- _Exercise goal_
Look below for the line containing "target | pony's mane" and the line containing "target | red lead rope"; repeat exactly those two lines and all lines between them, and nothing else.

- _Material to process_
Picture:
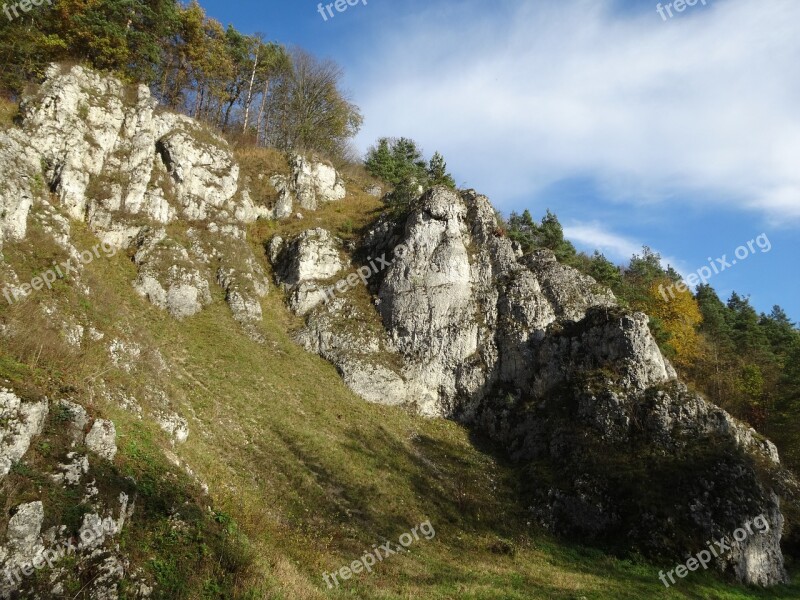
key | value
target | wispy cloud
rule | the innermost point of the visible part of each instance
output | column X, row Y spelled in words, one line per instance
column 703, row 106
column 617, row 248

--

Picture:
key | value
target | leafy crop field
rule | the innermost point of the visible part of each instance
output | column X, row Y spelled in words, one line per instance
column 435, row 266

---

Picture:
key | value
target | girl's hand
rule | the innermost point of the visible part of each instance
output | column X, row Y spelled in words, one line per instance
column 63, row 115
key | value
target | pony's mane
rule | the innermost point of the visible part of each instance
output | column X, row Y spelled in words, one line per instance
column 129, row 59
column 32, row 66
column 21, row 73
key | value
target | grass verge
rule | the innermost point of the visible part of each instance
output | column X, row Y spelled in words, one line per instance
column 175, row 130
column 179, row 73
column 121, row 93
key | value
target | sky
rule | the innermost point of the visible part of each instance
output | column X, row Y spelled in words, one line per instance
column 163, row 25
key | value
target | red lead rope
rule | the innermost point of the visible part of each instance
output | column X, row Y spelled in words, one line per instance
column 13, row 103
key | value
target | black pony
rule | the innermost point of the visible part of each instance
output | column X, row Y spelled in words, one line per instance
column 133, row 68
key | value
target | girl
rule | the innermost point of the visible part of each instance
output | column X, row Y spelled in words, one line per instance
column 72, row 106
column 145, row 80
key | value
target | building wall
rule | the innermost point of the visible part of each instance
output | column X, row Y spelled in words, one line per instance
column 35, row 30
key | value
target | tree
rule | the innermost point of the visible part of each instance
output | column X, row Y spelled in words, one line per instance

- _Task response_
target | pony's mane
rule | the innermost point of the visible part of each instance
output | column X, row Y spelled in words, one line per instance
column 129, row 59
column 32, row 66
column 21, row 73
key | value
target | grass verge
rule | the innermost point of the visible part of each instance
output | column X, row Y spelled in words, one line per instance
column 175, row 130
column 179, row 73
column 121, row 93
key | value
target | sky
rule | the innermost point of the visible part of each instance
output | column X, row Y spelled in words, one line per instance
column 163, row 25
key | value
target | red lead rope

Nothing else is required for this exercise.